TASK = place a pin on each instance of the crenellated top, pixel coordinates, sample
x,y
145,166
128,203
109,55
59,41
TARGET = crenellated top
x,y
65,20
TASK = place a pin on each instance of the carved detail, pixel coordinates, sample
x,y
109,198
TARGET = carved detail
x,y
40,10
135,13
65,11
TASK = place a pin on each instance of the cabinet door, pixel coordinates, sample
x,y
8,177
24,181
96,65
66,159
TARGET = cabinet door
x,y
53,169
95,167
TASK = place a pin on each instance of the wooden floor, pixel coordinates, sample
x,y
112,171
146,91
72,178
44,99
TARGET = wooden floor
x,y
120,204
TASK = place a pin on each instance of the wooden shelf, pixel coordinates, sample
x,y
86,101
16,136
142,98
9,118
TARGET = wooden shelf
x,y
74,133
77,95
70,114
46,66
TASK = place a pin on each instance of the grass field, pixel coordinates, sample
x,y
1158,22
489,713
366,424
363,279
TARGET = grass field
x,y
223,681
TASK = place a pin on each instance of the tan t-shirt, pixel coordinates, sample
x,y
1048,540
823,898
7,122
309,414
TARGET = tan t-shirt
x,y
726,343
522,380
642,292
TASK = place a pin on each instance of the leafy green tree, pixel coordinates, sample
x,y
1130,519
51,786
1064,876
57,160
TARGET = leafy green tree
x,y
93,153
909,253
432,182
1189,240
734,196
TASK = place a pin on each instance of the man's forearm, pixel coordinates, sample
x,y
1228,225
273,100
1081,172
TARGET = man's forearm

Task details
Put every line of the entries above into a Markdown table with the columns Row and Line, numbering each row and leaving out any blank lines.

Written answer
| Row | Line |
|---|---|
| 1 | TASK = place a pin on each instance of the crenellated top, pixel coordinates, sample |
| 2 | x,y |
| 3 | 145,166 |
| 4 | 128,203 |
| 5 | 109,55 |
| 6 | 59,41 |
| 7 | TARGET = crenellated top |
| 8 | x,y |
| 9 | 65,20 |
| 10 | TASK = place a pin on each instance of the carved detail, pixel coordinates, sample |
| 11 | x,y |
| 12 | 109,198 |
| 13 | TARGET = carved detail |
| 14 | x,y |
| 15 | 40,10 |
| 16 | 135,13 |
| 17 | 65,11 |
| 18 | TASK = place a pin on each instance of the cabinet door, pixel coordinates, sample |
| 19 | x,y |
| 20 | 8,177 |
| 21 | 24,181 |
| 22 | 96,65 |
| 23 | 66,159 |
| 24 | TARGET = cabinet door |
| 25 | x,y |
| 26 | 53,169 |
| 27 | 95,167 |
| 28 | TASK = place a pin on each instance of the wooden floor, pixel coordinates, sample |
| 29 | x,y |
| 30 | 112,171 |
| 31 | 146,91 |
| 32 | 72,178 |
| 33 | 44,99 |
| 34 | TARGET = wooden floor |
| 35 | x,y |
| 36 | 120,204 |
| 37 | TASK = place a pin on each instance of the wooden shelf, pixel coordinates, sample |
| 38 | x,y |
| 39 | 86,101 |
| 40 | 16,136 |
| 41 | 142,98 |
| 42 | 9,118 |
| 43 | TARGET = wooden shelf |
| 44 | x,y |
| 45 | 74,133 |
| 46 | 77,95 |
| 47 | 70,114 |
| 48 | 46,66 |
| 49 | TASK = place a pin on each instance of the grass field, pixel coordinates, sample |
| 50 | x,y |
| 51 | 1158,22 |
| 52 | 489,713 |
| 53 | 366,424 |
| 54 | 363,279 |
| 55 | TARGET = grass field |
| 56 | x,y |
| 57 | 223,681 |
| 58 | TASK = place a pin on each instance of the tan t-shirt, pixel coordinates, sample |
| 59 | x,y |
| 60 | 1048,540 |
| 61 | 823,898 |
| 62 | 7,122 |
| 63 | 309,414 |
| 64 | TARGET = tan t-shirt |
| 65 | x,y |
| 66 | 726,343 |
| 67 | 522,380 |
| 68 | 642,292 |
| 69 | TASK = place a pin on each instance of the leafy green tree, pixel coordinates, sample |
| 70 | x,y |
| 71 | 1130,519 |
| 72 | 51,786 |
| 73 | 1064,876 |
| 74 | 57,160 |
| 75 | TARGET = leafy green tree |
| 76 | x,y |
| 77 | 93,153 |
| 78 | 909,253 |
| 79 | 432,182 |
| 80 | 1189,240 |
| 81 | 734,196 |
| 82 | TASK = place a pin on each instance of the man's forearm, pixel coordinates, sample |
| 83 | x,y |
| 84 | 1228,225 |
| 85 | 273,100 |
| 86 | 1081,172 |
| 87 | TARGET = man's forearm |